• **GIVEN INSTRUCTION**:
Rewrite the data from the line that contains "Q: Identify one point on each instance of the wooden" through the line that contains "Target: snow mound", changing "pine tree" to "fir tree" and leaving everything else untouched.

::: RAW RECORDS

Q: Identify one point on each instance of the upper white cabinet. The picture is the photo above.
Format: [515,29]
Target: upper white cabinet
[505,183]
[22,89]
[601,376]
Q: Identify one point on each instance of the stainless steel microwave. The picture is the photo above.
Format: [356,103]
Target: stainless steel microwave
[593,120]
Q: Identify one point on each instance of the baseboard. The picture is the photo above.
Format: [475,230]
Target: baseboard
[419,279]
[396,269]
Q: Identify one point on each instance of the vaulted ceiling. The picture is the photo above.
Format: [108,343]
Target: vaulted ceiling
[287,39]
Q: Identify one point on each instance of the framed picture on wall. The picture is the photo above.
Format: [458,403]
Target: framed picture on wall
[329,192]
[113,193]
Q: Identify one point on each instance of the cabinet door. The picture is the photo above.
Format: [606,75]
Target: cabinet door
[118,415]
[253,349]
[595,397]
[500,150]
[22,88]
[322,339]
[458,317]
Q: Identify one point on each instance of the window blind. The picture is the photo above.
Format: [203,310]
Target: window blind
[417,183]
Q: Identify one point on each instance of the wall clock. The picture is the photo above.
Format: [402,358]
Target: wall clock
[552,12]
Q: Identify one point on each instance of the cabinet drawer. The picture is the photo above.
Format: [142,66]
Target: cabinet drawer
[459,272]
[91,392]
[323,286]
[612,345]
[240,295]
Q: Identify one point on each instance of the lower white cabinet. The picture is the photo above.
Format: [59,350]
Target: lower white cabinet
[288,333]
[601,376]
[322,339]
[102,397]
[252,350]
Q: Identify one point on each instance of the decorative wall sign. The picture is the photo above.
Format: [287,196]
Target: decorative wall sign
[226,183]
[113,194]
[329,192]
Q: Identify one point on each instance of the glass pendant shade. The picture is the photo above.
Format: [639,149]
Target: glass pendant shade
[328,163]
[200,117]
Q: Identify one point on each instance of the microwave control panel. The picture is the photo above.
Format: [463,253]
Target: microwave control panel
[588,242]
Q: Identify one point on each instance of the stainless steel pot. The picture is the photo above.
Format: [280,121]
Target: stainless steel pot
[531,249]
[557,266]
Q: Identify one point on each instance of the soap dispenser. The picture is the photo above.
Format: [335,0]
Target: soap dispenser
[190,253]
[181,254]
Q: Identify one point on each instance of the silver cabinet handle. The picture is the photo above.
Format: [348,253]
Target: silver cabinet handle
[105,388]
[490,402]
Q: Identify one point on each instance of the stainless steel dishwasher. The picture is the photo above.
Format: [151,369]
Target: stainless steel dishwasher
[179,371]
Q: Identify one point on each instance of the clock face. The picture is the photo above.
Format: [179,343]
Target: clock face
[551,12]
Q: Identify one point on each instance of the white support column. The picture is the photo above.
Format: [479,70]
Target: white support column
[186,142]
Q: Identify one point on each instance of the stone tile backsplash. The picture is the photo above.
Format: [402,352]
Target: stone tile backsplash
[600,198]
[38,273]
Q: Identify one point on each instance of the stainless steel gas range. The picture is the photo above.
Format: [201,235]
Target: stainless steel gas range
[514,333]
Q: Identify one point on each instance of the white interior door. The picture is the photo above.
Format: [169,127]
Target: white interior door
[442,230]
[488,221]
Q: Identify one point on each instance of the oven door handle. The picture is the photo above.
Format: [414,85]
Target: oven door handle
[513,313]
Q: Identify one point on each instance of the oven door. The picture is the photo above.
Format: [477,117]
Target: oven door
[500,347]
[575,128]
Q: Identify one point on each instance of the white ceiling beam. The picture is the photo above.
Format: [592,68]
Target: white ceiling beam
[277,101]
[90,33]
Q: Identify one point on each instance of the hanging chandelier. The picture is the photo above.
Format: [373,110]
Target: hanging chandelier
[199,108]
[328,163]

::::::
::: RAW RECORDS

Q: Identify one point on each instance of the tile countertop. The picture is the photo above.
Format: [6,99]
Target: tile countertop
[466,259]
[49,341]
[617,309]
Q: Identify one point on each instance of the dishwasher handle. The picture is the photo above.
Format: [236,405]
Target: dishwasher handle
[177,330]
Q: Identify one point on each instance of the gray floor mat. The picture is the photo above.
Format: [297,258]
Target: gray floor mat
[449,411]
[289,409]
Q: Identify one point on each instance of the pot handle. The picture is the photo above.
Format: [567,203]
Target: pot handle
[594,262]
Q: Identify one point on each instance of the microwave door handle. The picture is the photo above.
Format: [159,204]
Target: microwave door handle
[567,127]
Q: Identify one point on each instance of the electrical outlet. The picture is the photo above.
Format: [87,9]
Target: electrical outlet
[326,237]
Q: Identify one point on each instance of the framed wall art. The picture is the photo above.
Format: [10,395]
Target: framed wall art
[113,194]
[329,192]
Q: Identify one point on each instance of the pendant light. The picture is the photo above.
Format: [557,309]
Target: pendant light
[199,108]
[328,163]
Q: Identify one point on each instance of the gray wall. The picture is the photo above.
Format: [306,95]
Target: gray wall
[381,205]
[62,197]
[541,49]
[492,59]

::::::
::: RAW RECORDS

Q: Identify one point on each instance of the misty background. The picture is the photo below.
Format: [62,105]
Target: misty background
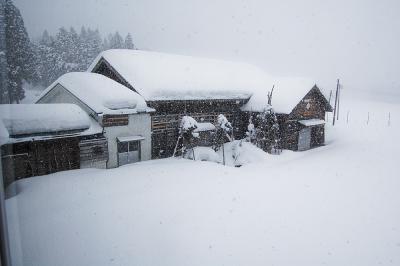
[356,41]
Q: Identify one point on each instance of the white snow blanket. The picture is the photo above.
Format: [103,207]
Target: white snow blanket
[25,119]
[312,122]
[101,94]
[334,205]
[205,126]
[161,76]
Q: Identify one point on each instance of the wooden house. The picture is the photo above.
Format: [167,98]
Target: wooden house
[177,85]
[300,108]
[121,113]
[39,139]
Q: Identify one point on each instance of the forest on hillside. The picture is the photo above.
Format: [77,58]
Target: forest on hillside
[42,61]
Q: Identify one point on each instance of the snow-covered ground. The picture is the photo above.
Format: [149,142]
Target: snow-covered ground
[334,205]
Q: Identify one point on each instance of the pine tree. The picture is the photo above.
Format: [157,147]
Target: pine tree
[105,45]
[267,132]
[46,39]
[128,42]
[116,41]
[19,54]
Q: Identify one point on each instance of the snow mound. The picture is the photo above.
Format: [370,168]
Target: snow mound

::::::

• **FINISHED EXERCISE**:
Q: Identify one point on each instance of the wooden house. The picture is the photo above.
Format: [167,98]
Target: wooden house
[177,85]
[300,108]
[121,113]
[39,139]
Q: Identify one point on each instance of the forest on hillside. The picture is the photo above.
Format: [77,58]
Target: forest on hillside
[42,61]
Q: Identify one point on each instance of the snow-covered ground. The picture is the photo above.
Format: [149,142]
Target: snow-covered ground
[334,205]
Q: Identify one point on each instance of the fir tree. The picture is the photo above.
Format: [157,147]
Target: fir tree
[105,45]
[267,132]
[46,39]
[128,42]
[116,41]
[19,54]
Q: Identify one point on each instance of the snow mound. The picture is the photo above.
Format: [370,168]
Target: snow mound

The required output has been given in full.